→ Record extracts:
-------------------------
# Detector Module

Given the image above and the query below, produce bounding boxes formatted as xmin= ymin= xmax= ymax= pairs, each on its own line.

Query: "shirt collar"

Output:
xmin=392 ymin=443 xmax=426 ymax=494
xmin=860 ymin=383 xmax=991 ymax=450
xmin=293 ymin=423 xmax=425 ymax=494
-------------------------
→ Work instruction:
Transcribe each record shown above, exactly.

→ Solution:
# Detector Module

Given the image above and the query below, produce bounding boxes formatted as xmin= ymin= xmax= ymax= pairs, each on its own line.

Query: "shirt collar"

Output:
xmin=392 ymin=443 xmax=426 ymax=494
xmin=860 ymin=383 xmax=991 ymax=450
xmin=293 ymin=423 xmax=425 ymax=494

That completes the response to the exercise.